===== DATA SUPPLIED
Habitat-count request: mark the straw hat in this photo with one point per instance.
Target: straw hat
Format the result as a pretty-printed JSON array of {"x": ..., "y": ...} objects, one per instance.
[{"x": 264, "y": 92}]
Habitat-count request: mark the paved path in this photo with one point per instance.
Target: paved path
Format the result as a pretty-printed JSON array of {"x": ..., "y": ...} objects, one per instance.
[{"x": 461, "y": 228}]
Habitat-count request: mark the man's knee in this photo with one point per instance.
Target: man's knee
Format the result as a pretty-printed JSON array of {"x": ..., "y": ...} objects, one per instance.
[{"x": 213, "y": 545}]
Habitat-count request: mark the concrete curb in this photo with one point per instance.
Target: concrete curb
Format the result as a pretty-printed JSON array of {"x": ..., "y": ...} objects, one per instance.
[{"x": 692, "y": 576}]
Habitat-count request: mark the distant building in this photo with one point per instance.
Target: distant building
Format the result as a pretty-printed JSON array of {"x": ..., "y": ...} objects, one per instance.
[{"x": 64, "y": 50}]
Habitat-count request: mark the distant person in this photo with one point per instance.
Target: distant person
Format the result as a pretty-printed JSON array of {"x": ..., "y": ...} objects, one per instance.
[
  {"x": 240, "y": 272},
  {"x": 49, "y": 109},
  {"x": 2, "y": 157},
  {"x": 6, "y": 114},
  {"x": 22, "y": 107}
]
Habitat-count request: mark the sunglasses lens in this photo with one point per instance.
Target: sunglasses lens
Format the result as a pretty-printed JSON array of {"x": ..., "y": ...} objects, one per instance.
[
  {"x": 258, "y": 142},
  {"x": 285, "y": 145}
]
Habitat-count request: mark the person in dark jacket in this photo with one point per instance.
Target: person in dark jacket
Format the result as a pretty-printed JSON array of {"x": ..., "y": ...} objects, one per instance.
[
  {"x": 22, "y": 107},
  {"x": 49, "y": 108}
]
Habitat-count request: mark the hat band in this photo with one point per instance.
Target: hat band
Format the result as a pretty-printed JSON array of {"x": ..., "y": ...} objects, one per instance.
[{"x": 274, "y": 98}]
==========
__TASK PROMPT__. Format the lines of the listing above, starting at the line containing "Habitat-count request: mark the person" and ending at the last line of the listing, as a Markdown table with the columns Row and Line, numbering each row and leaving out blank lines.

__TASK RESPONSE__.
| Row | Line |
|---|---|
| 1 | Habitat-count request: mark the person in dark jacket in this photo with one point per instance. |
| 2 | Target: person in dark jacket |
| 3 | Format the result as a pretty-printed JSON array of {"x": ..., "y": ...} objects, one per instance. |
| 4 | [ |
| 5 |   {"x": 22, "y": 107}, |
| 6 |   {"x": 49, "y": 108} |
| 7 | ] |
| 8 | Habitat-count request: mark the hat band in this photo with one point per instance. |
| 9 | Target: hat band |
| 10 | Format the result as a pretty-printed JSON array of {"x": ..., "y": ...} objects, one per instance. |
| 11 | [{"x": 274, "y": 98}] |